Saved entries -
▬▬▬
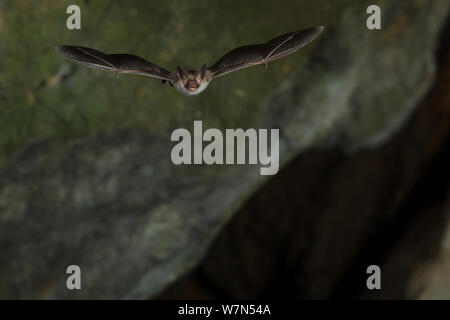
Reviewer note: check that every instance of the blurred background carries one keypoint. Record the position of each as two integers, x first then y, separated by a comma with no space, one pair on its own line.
86,176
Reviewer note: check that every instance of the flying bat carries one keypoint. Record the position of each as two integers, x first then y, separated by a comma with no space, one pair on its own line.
194,81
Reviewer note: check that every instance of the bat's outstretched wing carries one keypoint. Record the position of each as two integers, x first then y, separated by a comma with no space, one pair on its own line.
120,63
264,53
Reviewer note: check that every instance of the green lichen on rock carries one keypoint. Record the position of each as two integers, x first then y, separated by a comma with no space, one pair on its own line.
97,186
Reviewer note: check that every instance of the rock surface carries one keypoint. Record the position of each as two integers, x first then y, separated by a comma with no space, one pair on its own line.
116,206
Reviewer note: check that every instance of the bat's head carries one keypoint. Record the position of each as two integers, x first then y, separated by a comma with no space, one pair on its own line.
191,81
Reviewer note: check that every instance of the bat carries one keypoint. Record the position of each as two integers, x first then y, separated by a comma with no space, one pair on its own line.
194,81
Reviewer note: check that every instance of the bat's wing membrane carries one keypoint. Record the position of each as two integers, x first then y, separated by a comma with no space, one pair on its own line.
120,63
252,55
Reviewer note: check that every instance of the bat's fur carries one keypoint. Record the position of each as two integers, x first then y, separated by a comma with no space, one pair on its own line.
194,81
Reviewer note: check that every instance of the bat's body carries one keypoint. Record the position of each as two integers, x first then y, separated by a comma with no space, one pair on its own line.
194,81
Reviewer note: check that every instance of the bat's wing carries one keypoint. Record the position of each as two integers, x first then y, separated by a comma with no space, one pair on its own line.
264,53
120,63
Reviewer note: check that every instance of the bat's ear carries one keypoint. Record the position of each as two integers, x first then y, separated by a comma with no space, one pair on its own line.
203,70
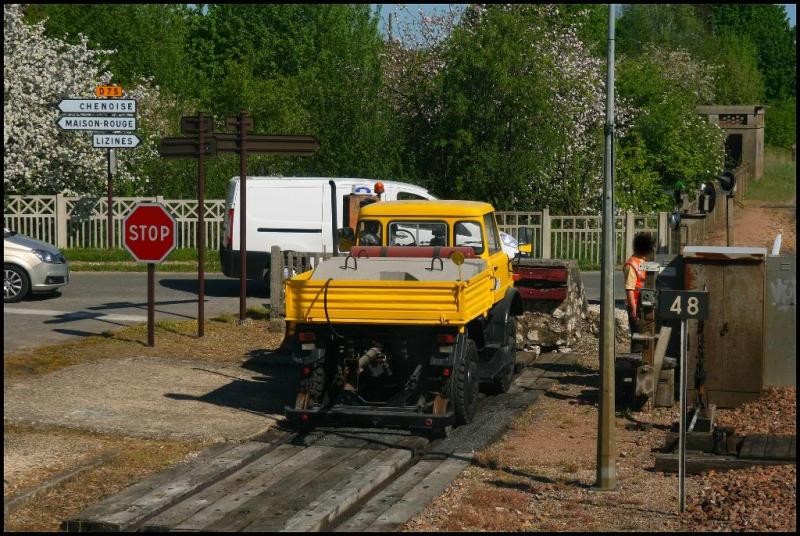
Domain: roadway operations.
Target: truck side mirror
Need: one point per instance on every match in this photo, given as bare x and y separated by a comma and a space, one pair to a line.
345, 236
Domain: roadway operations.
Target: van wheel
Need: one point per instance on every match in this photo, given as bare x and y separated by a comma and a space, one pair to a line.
16, 283
464, 385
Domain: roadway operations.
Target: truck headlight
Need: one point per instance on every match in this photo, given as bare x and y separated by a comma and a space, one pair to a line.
46, 256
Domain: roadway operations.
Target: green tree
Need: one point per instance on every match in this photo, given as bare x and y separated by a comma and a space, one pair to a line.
738, 79
668, 26
668, 136
767, 27
149, 39
301, 68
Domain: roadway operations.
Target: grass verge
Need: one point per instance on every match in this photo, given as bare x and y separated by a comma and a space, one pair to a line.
119, 260
778, 185
224, 341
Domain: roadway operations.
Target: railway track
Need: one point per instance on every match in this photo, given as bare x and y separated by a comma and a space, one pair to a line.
342, 479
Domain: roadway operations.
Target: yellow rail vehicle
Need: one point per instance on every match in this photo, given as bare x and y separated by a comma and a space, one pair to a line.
406, 328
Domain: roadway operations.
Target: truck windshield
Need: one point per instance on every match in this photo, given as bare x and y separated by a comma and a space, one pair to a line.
369, 233
468, 233
417, 233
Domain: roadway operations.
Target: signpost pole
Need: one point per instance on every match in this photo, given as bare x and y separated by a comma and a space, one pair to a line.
110, 200
201, 229
606, 478
682, 423
242, 127
151, 283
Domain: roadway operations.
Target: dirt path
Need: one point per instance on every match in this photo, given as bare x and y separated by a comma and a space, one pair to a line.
757, 224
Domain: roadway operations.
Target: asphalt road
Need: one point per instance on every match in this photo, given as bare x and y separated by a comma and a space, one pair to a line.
95, 302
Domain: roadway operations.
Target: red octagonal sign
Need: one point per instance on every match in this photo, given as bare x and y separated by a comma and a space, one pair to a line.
150, 232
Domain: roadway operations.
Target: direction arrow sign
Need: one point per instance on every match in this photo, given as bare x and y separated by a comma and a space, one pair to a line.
117, 106
115, 141
97, 123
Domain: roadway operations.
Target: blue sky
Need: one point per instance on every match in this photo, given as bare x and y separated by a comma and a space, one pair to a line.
428, 9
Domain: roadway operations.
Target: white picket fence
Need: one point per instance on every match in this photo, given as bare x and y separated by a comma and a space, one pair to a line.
80, 222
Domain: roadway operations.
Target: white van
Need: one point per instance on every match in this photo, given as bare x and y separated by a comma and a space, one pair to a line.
294, 213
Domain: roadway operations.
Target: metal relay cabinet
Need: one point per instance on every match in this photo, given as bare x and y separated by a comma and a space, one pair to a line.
733, 336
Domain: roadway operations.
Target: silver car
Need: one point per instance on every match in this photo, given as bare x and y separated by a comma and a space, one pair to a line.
30, 266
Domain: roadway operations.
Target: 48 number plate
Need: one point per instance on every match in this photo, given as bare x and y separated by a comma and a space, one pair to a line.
683, 305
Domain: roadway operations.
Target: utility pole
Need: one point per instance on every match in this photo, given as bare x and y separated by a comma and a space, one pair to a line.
111, 169
606, 434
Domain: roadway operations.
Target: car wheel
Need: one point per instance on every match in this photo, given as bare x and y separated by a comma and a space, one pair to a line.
16, 283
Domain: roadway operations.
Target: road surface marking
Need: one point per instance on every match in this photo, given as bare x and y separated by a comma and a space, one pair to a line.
76, 315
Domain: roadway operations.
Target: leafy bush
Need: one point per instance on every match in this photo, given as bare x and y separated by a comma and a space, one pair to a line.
780, 123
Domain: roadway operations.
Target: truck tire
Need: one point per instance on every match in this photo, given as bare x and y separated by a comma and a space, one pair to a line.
465, 384
506, 376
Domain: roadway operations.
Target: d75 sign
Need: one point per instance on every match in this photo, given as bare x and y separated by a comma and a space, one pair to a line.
683, 305
150, 233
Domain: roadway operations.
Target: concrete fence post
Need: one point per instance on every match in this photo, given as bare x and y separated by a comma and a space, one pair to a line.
61, 221
629, 231
276, 282
663, 232
546, 234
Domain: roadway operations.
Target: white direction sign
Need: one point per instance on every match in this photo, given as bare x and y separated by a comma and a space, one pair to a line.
96, 106
97, 123
115, 141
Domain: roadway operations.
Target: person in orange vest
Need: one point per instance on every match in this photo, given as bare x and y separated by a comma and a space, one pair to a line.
634, 280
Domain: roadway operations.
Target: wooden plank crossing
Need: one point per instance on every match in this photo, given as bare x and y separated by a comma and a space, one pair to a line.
252, 487
128, 509
311, 482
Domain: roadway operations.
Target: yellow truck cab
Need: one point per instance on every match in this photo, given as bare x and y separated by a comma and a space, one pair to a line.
406, 327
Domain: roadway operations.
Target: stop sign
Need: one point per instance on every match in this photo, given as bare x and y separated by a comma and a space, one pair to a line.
150, 232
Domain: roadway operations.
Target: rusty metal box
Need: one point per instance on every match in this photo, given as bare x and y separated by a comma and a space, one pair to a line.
780, 317
733, 335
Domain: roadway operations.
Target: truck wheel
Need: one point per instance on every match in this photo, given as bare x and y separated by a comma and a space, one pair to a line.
465, 384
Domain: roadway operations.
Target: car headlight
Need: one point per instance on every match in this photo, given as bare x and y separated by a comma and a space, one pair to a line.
509, 240
46, 256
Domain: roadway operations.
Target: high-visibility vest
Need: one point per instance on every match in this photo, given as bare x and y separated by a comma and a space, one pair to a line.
636, 263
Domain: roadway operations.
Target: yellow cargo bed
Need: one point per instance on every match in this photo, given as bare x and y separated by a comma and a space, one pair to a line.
390, 291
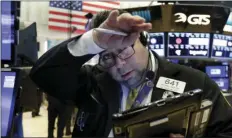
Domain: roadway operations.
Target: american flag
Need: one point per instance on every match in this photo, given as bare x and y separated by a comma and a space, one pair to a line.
60, 18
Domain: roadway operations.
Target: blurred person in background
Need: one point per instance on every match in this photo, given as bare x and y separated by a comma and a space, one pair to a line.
57, 109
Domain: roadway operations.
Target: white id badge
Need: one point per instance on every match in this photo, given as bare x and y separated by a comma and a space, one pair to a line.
171, 85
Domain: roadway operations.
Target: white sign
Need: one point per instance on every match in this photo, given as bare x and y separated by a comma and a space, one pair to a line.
194, 19
9, 82
171, 85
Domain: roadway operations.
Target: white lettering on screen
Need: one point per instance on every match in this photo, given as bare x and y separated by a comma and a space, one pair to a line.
194, 19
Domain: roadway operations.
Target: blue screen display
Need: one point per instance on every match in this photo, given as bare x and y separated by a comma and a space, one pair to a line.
8, 100
221, 46
223, 83
8, 31
156, 43
195, 45
217, 71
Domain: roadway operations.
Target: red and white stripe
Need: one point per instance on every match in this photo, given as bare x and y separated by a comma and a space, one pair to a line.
59, 18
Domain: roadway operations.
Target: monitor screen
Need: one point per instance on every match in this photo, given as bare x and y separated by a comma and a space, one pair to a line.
145, 13
8, 100
228, 25
188, 45
217, 71
223, 83
156, 43
221, 46
8, 30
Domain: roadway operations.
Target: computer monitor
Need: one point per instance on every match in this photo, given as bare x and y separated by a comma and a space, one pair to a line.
8, 33
221, 47
156, 43
27, 50
217, 71
9, 89
223, 83
188, 45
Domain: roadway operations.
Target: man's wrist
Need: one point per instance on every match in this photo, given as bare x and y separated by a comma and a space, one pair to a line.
95, 39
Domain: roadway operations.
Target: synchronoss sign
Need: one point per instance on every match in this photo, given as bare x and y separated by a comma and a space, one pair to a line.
194, 19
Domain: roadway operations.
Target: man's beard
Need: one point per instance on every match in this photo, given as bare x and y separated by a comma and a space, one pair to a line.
137, 80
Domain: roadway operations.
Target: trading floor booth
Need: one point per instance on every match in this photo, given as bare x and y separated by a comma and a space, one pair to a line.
10, 108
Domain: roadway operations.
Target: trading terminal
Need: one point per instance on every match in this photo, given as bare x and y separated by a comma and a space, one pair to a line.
197, 35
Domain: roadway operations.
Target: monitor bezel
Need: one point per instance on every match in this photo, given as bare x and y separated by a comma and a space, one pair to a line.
14, 28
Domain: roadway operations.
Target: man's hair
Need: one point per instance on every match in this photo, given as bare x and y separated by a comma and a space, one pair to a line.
100, 17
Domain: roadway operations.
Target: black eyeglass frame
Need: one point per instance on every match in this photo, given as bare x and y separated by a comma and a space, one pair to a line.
115, 56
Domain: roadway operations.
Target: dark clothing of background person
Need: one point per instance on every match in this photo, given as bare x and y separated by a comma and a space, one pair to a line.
57, 109
62, 75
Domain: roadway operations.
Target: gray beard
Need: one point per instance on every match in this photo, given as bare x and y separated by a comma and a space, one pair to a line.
137, 81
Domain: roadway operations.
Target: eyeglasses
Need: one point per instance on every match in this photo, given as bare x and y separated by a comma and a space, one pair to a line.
108, 60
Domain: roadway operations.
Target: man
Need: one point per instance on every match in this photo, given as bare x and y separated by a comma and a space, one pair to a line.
57, 109
101, 90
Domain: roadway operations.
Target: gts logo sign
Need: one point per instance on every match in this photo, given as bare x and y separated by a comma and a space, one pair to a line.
194, 19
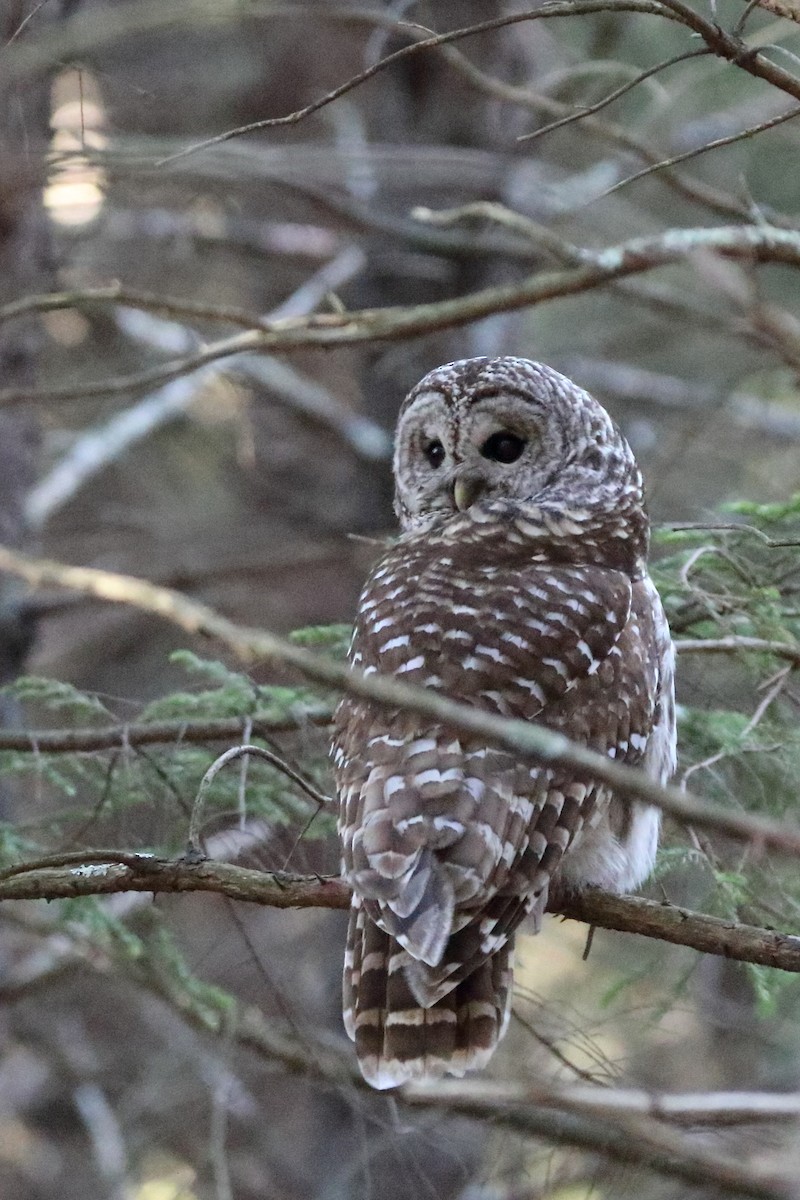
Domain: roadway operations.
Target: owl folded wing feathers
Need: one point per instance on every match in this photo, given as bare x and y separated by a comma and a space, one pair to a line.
437, 826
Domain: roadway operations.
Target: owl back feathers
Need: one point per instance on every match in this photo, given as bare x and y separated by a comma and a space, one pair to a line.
449, 843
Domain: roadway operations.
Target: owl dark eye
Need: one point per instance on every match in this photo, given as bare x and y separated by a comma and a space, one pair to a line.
503, 447
434, 453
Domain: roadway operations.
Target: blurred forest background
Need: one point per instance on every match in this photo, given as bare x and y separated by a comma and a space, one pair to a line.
187, 1047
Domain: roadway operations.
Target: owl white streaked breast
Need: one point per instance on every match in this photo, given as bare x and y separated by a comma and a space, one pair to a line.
518, 586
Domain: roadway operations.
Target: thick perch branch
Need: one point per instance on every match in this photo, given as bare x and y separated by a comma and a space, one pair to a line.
104, 873
524, 738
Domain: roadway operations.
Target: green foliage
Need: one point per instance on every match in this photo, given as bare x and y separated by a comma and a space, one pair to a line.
739, 743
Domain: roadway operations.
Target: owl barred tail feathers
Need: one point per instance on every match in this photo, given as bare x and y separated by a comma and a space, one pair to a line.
518, 586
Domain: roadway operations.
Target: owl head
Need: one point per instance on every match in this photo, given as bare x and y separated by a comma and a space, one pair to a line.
506, 439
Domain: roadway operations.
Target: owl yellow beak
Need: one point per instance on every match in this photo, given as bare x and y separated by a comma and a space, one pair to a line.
468, 489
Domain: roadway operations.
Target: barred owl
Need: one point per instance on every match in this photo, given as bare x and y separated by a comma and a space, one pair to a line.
518, 586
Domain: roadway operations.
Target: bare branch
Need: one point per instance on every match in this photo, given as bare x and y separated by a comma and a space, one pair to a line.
554, 9
759, 244
110, 873
734, 645
118, 737
731, 139
627, 1139
707, 1109
524, 738
591, 109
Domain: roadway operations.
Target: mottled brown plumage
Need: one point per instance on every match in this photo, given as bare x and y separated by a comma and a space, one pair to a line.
518, 586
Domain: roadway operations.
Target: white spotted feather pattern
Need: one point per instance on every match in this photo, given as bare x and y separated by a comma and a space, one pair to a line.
528, 599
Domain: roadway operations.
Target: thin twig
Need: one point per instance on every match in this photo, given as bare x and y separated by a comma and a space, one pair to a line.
590, 109
524, 738
232, 755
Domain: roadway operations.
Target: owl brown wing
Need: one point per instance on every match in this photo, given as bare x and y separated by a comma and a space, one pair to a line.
434, 825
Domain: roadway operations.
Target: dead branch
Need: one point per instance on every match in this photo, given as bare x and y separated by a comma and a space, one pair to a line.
756, 244
110, 873
524, 738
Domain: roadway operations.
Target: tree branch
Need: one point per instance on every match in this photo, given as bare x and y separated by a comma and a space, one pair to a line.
108, 873
759, 244
524, 738
118, 737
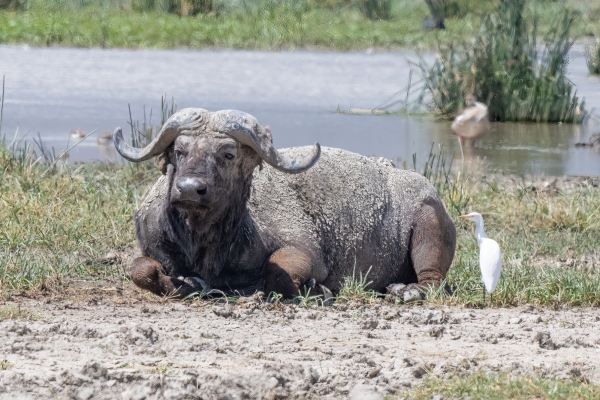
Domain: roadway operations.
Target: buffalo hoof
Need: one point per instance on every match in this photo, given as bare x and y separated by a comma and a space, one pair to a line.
148, 274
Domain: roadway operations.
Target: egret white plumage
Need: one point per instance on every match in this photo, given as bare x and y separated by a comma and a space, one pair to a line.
490, 256
472, 121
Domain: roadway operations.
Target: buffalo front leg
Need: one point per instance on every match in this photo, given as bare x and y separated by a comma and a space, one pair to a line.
148, 274
286, 271
432, 245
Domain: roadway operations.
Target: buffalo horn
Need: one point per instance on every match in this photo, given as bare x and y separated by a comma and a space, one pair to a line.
188, 119
234, 124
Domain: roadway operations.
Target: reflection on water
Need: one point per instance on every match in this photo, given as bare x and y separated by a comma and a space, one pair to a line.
54, 90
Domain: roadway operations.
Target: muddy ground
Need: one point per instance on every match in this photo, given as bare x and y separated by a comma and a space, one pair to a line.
112, 342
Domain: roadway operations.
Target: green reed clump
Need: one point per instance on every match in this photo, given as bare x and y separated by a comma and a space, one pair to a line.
376, 9
504, 68
458, 8
13, 5
592, 58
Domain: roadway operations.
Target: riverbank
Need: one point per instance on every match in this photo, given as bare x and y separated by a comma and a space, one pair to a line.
72, 325
76, 221
262, 25
118, 343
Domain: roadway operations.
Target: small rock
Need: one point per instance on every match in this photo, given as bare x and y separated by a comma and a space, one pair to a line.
272, 383
384, 325
374, 372
436, 331
544, 340
436, 317
369, 324
111, 258
95, 370
86, 393
419, 371
364, 392
396, 288
411, 295
224, 312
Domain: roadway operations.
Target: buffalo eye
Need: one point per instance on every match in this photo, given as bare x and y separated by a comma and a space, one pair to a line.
179, 154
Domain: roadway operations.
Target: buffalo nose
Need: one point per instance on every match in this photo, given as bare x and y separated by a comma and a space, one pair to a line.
191, 187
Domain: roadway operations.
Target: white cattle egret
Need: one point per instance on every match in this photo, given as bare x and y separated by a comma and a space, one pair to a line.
471, 122
490, 257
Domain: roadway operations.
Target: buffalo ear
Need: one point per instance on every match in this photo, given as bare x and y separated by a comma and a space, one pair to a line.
164, 159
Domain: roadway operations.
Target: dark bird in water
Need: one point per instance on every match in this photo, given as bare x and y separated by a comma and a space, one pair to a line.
593, 142
104, 139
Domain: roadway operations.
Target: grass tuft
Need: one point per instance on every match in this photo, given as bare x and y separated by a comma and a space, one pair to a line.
504, 386
354, 288
17, 313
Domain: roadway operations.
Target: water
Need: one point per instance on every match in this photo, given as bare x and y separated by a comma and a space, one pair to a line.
54, 90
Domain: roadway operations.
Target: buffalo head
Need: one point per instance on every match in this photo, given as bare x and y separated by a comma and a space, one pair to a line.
210, 157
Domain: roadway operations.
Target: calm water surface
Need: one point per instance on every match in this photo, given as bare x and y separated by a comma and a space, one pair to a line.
54, 90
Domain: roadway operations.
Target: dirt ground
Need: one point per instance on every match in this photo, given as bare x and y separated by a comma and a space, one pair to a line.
117, 343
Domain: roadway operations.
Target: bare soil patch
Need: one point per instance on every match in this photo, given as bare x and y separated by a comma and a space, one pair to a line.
106, 341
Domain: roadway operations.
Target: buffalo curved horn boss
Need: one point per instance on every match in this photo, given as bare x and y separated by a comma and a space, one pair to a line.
238, 125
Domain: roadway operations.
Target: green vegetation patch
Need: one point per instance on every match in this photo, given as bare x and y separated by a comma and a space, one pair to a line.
548, 238
504, 68
63, 221
504, 386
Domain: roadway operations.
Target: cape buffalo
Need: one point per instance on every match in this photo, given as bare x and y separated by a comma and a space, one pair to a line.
214, 220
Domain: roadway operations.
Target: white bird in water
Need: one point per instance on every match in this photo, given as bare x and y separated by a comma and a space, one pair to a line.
490, 256
472, 121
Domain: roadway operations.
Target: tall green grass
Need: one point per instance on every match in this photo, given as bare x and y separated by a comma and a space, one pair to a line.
504, 68
592, 58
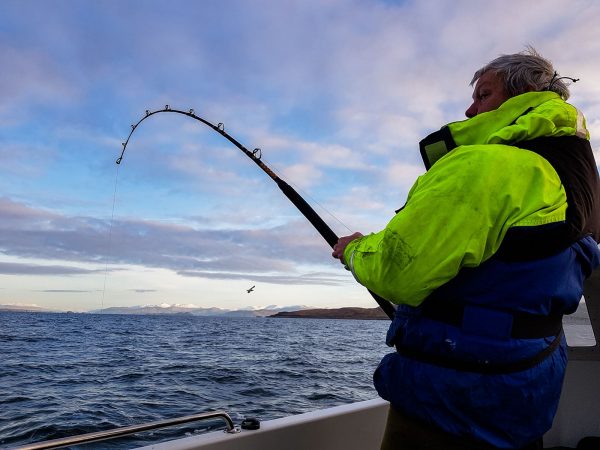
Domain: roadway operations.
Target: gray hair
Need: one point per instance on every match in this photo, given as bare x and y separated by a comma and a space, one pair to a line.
▬▬▬
WHAT THE TASK REQUIRES -
Among the records above, repeat exactly the line with "Target: utility pole", the line with "Target: truck tire", and every line in between, and only those.

WRITTEN RESPONSE -
Target: utility pole
Need: one point per instance on every match in this photo, given as bare x and y separated by a comma and a space, one pair to a line.
111, 169
606, 434
Domain: roadway operations.
Target: car wheel
Need: one point per instance on every match in this photo, given as bare x and y separated by a comma and a space, one pair to a line.
16, 283
Domain: roadway operations.
Target: road surface marking
Need: one point per instance on every match in this photo, given as bare x and y separated by a comma and a space, one pair to a line.
76, 315
Domain: roadway operations.
Target: leafy bush
Need: one point per instance on every match in this photo, given as bare x and y separated by a comma and a space, one pair to a line.
780, 123
Domain: roadway operations.
Target: truck tire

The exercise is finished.